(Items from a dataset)
⟨

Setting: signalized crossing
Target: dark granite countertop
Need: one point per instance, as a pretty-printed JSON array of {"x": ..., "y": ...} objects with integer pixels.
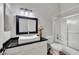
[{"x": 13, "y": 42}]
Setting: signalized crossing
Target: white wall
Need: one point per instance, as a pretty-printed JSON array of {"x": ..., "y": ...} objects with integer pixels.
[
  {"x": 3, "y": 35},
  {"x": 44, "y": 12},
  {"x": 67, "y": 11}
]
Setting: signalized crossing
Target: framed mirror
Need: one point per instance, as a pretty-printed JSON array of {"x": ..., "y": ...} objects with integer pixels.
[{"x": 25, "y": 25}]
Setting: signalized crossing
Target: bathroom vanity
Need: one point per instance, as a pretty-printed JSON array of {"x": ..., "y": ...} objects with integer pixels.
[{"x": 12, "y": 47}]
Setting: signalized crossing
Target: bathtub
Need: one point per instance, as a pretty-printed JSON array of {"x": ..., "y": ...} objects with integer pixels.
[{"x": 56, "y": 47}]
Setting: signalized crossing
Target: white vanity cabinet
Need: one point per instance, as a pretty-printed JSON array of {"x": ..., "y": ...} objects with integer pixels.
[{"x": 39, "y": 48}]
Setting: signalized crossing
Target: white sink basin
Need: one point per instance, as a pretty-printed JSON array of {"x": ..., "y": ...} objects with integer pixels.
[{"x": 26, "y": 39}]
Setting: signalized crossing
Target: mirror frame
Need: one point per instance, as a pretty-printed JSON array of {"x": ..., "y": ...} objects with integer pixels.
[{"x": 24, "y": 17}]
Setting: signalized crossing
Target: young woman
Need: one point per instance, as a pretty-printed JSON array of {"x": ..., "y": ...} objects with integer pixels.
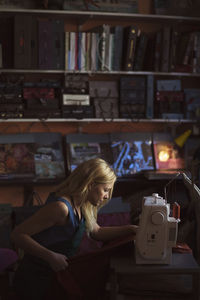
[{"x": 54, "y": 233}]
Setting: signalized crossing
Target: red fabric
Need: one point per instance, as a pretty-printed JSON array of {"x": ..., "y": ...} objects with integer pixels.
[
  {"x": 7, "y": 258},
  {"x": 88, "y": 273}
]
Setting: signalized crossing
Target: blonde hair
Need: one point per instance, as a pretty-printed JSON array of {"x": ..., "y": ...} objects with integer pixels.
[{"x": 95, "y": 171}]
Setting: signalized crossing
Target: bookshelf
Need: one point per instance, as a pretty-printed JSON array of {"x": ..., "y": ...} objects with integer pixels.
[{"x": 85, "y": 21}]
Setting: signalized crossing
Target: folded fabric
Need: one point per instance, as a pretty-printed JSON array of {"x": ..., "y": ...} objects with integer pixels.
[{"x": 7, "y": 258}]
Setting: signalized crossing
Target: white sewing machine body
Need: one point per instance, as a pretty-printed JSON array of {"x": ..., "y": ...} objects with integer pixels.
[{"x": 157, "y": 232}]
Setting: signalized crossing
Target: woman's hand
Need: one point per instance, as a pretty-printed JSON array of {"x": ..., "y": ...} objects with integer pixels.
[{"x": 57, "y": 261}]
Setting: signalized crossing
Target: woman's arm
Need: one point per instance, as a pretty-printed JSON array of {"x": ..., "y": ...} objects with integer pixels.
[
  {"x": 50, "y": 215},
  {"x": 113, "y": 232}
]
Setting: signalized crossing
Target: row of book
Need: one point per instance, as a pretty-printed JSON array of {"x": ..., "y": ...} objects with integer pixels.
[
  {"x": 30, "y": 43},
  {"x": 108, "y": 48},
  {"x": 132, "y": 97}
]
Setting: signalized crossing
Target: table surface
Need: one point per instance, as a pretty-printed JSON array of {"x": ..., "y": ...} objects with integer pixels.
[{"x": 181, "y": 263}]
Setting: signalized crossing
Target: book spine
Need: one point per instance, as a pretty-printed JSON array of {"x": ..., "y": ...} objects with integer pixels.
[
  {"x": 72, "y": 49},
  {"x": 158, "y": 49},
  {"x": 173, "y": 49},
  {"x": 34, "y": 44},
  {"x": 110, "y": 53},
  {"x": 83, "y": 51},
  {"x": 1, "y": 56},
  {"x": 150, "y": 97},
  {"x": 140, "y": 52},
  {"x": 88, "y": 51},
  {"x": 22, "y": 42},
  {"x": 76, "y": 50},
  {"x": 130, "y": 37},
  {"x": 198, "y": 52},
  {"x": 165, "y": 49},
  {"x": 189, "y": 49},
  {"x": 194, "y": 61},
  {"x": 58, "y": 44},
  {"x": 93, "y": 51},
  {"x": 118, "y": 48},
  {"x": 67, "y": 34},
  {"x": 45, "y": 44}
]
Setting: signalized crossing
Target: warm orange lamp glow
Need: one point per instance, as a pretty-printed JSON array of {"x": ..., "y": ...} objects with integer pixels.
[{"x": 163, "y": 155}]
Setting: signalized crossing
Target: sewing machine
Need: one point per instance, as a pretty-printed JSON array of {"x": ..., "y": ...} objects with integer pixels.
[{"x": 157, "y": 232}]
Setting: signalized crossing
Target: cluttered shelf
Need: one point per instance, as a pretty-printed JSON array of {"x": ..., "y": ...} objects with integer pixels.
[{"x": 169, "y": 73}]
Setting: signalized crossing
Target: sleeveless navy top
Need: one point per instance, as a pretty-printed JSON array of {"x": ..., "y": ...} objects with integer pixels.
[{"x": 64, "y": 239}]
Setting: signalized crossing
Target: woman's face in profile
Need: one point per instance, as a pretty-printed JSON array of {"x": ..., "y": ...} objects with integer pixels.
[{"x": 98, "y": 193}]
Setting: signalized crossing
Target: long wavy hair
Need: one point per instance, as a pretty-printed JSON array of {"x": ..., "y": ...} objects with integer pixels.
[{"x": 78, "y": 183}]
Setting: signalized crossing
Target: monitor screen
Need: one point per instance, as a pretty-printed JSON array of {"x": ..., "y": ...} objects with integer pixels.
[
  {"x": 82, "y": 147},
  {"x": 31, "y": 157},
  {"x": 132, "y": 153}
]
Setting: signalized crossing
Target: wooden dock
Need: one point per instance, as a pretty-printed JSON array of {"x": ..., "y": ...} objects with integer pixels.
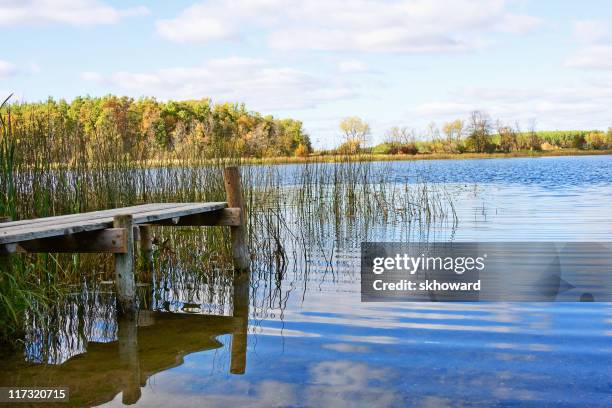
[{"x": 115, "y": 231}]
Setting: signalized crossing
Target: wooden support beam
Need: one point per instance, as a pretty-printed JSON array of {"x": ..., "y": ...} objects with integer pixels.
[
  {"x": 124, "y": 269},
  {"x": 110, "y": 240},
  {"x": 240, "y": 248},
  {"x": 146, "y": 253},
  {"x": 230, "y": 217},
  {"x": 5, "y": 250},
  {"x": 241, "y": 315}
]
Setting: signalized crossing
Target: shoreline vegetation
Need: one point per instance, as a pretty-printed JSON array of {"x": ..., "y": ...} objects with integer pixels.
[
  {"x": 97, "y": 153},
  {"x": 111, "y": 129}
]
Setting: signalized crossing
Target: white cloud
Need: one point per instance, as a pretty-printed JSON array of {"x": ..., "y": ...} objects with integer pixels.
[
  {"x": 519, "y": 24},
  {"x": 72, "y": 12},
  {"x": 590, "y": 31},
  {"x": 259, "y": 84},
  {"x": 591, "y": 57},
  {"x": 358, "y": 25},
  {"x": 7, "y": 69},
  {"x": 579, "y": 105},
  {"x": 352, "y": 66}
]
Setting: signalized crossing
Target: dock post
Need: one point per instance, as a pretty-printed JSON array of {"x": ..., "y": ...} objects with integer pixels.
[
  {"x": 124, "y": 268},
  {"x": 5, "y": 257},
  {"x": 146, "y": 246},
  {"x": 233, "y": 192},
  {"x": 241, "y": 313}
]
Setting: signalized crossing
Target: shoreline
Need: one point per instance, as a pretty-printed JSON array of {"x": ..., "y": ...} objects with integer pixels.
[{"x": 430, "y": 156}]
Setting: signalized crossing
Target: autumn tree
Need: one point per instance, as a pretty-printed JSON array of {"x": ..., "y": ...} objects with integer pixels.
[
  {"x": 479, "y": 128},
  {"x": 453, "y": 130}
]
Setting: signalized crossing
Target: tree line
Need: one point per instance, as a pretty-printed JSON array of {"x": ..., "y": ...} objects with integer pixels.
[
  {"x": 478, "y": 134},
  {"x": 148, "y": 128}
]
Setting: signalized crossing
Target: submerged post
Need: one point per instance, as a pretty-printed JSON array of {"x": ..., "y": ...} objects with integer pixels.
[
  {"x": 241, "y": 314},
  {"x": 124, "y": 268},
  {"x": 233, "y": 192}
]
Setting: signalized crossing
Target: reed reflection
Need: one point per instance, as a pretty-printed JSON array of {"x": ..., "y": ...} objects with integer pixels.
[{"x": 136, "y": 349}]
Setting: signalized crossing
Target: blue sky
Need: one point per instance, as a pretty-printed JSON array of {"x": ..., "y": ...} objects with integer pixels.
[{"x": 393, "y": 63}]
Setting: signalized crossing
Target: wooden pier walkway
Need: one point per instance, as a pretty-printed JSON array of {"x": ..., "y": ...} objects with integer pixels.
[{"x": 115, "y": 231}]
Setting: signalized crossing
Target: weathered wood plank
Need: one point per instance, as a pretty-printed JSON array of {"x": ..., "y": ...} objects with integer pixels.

⟩

■ Given exercise: Which lines of the items above contain the string "dock", with case counting? Copy each of those lines.

■ Response to the exercise:
Target: wooden dock
Target: dock post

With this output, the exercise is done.